### DOCUMENT
Film score by Jeff Russo
- Released: October 4, 2019
- Genre: Film score
- Length: 80:49
- Label: Lakeshore
- Producer: Jeff Russo

Jeff Russo chronology
| Mile 22 (2018) | Lucy in the Sky (Original Motion Picture Soundtrack) (2019) | Lorelei (2021) |

= Lucy in the Sky (soundtrack) =

Lucy in the Sky (Original Motion Picture Soundtrack) is the soundtrack to the 2019 film Lucy in the Sky, directed by Noah Hawley. The film score is composed by Jeff Russo and released through Lakeshore Records on October 4, 2019. The vinyl edition of the album was issued by Mondo which released it on June 19, 2020.

== Development ==
Jeff Russo composed the musical score for Lucy in the Sky; he previously worked with Hawley in the television series Fargo (2014–present) and Legion (2017–2019). When Hawley narrated the script to Noah, the former wanted "to fashion the story of this woman [breaking] down, but also have a bit of magical realism." According to Russo, the emotional place of the film was to track the feelings of the character losing herself. He admitted that as the character goes to space, she faces the existential moment where she sees her whole life before her and the whole universe and then feeling small when she gets back."

As Lucy in the Sky being a terrestrial film set in space, he was not intimidated by other space films. He created specific instruments to give sounds that he had not heard and then could write melodies based on it. He wrote the score for two months while one of his friends helped him built the instruments that formed the basis for the score. He used a bow drone that provided a "low, resonant tone" and strings and harp in low registers that operated the bow drone. Most of the score had been composed with the help of this instrument. The vocals were provided by Lisa Hannigan. She performed a cover of the Beatles' song "Lucy in the Sky with Diamonds" (1967) with Russo. Other lead vocals were provided by Gary Stockdale.

== Reception ==
Tim Grierson of Screen International wrote "Jeff Russo’s grandiose score feels designed for an interstellar epic, even though the story is actually quite intimate". Peter Debruge of Variety and Todd McCarthy of The Hollywood Reporter called the score to be "intense" and "atmospheric". Christopher John of The Curb described it as "an excellent score by Jeff Russo".

### DATA EXCERPTS
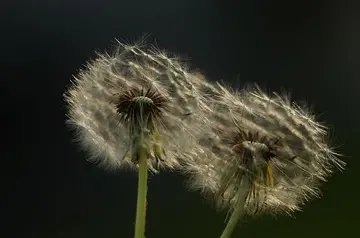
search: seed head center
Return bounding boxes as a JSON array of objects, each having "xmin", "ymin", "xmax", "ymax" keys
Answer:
[{"xmin": 131, "ymin": 96, "xmax": 154, "ymax": 104}]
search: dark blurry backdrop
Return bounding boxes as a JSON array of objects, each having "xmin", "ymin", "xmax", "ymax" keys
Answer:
[{"xmin": 0, "ymin": 0, "xmax": 360, "ymax": 238}]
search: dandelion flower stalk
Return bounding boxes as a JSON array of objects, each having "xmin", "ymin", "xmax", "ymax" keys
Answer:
[
  {"xmin": 220, "ymin": 179, "xmax": 250, "ymax": 238},
  {"xmin": 135, "ymin": 139, "xmax": 148, "ymax": 238},
  {"xmin": 64, "ymin": 41, "xmax": 206, "ymax": 238}
]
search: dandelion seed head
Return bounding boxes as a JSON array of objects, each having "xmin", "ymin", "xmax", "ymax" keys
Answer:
[
  {"xmin": 187, "ymin": 85, "xmax": 345, "ymax": 215},
  {"xmin": 65, "ymin": 39, "xmax": 206, "ymax": 172}
]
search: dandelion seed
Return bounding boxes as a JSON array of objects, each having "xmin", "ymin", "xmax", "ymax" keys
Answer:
[
  {"xmin": 65, "ymin": 42, "xmax": 211, "ymax": 238},
  {"xmin": 187, "ymin": 85, "xmax": 345, "ymax": 238},
  {"xmin": 65, "ymin": 39, "xmax": 206, "ymax": 172}
]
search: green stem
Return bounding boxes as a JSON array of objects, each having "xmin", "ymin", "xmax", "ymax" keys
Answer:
[
  {"xmin": 220, "ymin": 178, "xmax": 250, "ymax": 238},
  {"xmin": 135, "ymin": 146, "xmax": 148, "ymax": 238}
]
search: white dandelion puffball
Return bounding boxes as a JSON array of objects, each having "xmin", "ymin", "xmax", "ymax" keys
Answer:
[
  {"xmin": 186, "ymin": 85, "xmax": 345, "ymax": 215},
  {"xmin": 65, "ymin": 42, "xmax": 206, "ymax": 171}
]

### WHAT YOU ARE ASKED TO DO
Copy the soundtrack article word for word, between "Lucy in the Sky (Original Motion Picture Soundtrack) is" and "June 19, 2020.", inclusive.

### RESPONSE FOR THIS EXERCISE
Lucy in the Sky (Original Motion Picture Soundtrack) is the soundtrack to the 2019 film Lucy in the Sky, directed by Noah Hawley. The film score is composed by Jeff Russo and released through Lakeshore Records on October 4, 2019. The vinyl edition of the album was issued by Mondo which released it on June 19, 2020.